-- START Dataset records --

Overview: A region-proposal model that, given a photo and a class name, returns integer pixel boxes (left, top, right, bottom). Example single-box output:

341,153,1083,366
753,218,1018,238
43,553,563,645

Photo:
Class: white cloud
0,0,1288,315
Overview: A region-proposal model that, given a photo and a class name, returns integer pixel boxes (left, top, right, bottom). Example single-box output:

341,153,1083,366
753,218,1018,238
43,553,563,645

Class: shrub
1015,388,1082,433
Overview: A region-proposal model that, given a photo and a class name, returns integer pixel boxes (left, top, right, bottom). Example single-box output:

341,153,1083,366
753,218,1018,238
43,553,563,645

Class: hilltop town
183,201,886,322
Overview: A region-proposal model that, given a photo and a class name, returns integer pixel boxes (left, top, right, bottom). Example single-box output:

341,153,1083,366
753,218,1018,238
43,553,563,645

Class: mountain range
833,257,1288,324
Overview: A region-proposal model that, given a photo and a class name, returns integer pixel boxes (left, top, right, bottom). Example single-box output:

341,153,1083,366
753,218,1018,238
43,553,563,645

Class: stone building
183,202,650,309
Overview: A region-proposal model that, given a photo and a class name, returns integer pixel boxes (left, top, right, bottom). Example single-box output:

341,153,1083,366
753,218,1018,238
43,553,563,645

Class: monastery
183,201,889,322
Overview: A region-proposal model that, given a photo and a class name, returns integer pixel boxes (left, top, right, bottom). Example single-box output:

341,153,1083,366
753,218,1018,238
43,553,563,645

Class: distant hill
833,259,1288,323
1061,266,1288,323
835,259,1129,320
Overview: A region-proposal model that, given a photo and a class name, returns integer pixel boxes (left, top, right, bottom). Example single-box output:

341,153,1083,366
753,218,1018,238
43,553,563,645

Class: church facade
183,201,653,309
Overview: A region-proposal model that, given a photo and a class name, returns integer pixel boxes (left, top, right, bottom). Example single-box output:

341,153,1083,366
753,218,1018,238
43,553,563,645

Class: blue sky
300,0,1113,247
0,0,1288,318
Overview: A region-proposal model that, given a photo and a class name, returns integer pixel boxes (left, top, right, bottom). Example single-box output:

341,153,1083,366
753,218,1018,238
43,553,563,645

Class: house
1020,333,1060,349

-- END Dataset records --

**Requirement**
Rewrite all of the lines above as a numbered list, skipping any blank lines.

**Response below**
1. Overview: A region-proposal model that, given a photo and a class name, returns integer pixel boxes (left, top, right, bottom). Example single-box output:
2. 341,153,1083,366
3. 753,218,1018,238
4. 43,553,563,645
5. Photo:
6. Class: white cloud
7. 0,0,1288,315
8. Overview: A region-proposal model that, given a photo and a class name, returns integer pixel boxes (left, top, right, bottom). Example single-box output:
9. 341,153,1083,366
10. 753,218,1018,238
11. 43,553,563,645
12. Class: shrub
13. 1015,388,1082,433
14. Overview: A region-proposal model that, given a photo and a class name, returns integer pixel boxes (left, top, right, bottom). Example single-box output:
15. 341,153,1083,366
16. 753,218,1018,238
17. 43,553,563,645
18. Class: hilltop town
19. 183,201,886,322
20. Overview: A region-proposal model that, given a photo and a class name, returns integer pixel boxes (left, top, right, bottom). Example single-box output:
21. 341,153,1083,366
22. 753,218,1018,238
23. 43,553,563,645
24. Class: mountain range
25. 833,257,1288,324
26. Overview: A region-proposal model that, given a photo and a class name, returns integer pixel boxes (left, top, right, bottom). Example single-box output:
27. 341,153,1083,366
28. 753,218,1018,238
29. 43,553,563,645
30. Class: stone building
31. 183,202,650,309
32. Overview: A region-proposal model that, given a photo and a class name, returns integer pixel boxes (left, top, right, bottom). Example single-box output:
33. 341,153,1083,366
34. 753,218,1018,238
35. 43,553,563,645
36. Class: monastery
37. 183,201,889,322
38. Overview: A region-proposal model that, given a photo and a class name, returns integer pixel boxes (left, top, right, bottom). Example single-box output:
39. 341,153,1083,366
40. 753,218,1018,238
41. 43,553,563,645
42. Class: distant hill
43. 833,259,1288,323
44. 1061,266,1288,323
45. 835,259,1129,320
46. Overview: A region-proposal model that, given a photo and a class name, returns integer pixel boxes (left, top, right, bottom). Example single-box output:
47. 341,153,1083,366
48. 753,218,1018,238
49. 43,553,563,645
50. Class: church facade
51. 183,201,653,309
52. Overview: A region-proposal model that, given a photo and a class name, returns integer pixel boxes (left, top, right, bottom). Example single-box output:
53. 341,153,1083,366
54. 753,218,1018,238
55. 43,553,563,645
56. Class: blue sky
57. 300,0,1113,247
58. 0,0,1288,318
59. Overview: A region-proposal model that, given a photo and a class name, returns integer pixel boxes (left, top, right, bottom). Example single-box output:
60. 341,153,1083,366
61. 753,218,1018,238
62. 43,553,563,645
63. Class: house
64. 1020,333,1060,349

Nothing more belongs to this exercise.